:: Exercise requirements ::
List each line of the listing that contains the string "gold".
-- Start Provided entries --
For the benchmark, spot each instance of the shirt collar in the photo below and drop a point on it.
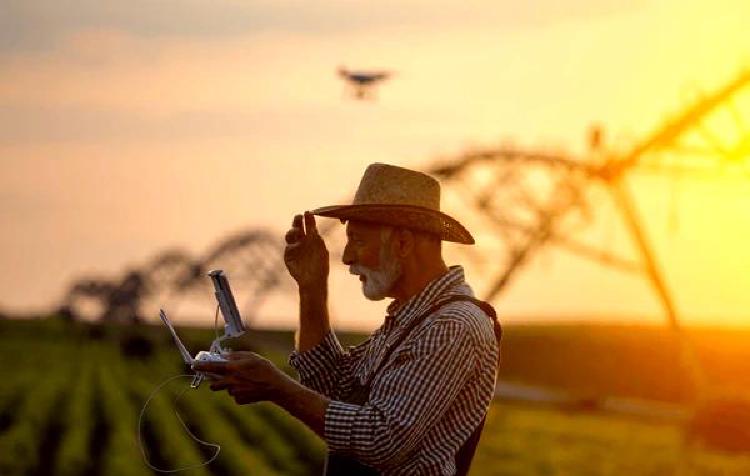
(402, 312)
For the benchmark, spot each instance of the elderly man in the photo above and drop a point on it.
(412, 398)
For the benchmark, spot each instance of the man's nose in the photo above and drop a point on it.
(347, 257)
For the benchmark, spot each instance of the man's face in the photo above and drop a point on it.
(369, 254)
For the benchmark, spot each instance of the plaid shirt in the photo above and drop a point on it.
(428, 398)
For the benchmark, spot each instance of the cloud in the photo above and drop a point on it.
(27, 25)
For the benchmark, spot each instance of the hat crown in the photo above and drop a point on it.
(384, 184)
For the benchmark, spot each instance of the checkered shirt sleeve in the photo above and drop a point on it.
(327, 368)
-- End Provided entries --
-- Start Provided entries --
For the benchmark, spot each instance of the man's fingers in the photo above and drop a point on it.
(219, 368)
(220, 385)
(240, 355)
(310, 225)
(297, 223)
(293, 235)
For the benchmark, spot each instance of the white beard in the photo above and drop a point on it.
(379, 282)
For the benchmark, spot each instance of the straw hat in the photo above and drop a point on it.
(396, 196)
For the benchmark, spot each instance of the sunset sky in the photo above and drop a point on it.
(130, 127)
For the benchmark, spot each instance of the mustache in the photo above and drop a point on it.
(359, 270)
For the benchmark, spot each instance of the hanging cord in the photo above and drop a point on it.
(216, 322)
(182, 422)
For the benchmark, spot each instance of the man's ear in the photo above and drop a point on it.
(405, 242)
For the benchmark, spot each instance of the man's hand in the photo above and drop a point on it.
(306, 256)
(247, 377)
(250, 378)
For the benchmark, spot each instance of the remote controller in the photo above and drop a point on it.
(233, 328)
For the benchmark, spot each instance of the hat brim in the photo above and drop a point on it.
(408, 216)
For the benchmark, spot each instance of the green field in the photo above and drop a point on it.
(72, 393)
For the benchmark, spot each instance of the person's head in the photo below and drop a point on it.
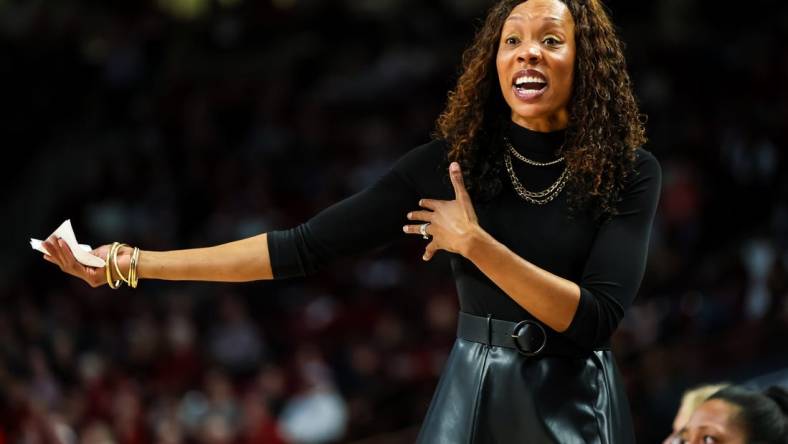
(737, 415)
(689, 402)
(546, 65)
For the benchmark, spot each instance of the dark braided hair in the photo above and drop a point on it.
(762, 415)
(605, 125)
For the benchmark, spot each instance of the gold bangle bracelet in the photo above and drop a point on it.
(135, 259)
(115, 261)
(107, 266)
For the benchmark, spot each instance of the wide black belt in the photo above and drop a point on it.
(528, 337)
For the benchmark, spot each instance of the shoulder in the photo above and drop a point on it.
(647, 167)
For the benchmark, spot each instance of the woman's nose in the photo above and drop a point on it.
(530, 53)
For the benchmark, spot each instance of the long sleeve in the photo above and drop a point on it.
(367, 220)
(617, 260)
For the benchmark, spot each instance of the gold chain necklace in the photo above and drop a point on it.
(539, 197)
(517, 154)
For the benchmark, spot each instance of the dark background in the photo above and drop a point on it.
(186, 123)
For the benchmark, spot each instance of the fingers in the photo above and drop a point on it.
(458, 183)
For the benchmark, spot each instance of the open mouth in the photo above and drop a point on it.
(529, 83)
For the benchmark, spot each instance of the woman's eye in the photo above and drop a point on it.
-- End Provided entries --
-- Start Provided entries --
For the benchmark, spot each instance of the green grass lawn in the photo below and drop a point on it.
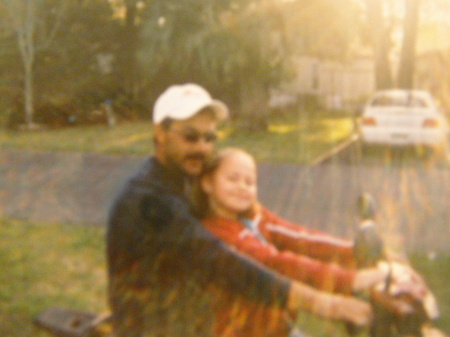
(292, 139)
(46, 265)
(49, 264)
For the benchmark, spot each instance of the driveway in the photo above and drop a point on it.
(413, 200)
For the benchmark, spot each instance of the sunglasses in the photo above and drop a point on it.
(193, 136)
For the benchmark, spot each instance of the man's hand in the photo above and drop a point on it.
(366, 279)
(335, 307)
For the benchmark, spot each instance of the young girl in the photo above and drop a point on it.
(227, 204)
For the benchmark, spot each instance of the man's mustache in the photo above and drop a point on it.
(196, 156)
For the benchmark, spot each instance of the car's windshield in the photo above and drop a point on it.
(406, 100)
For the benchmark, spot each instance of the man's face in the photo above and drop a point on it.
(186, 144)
-- End Provided entries --
:: Response ::
For the benchmark, spot each instance of the gold bangle bracelet in the photo above and drop a point on it.
For the benchmark, spot each instance of the gold chain necklace in the photo above and drop a point on it.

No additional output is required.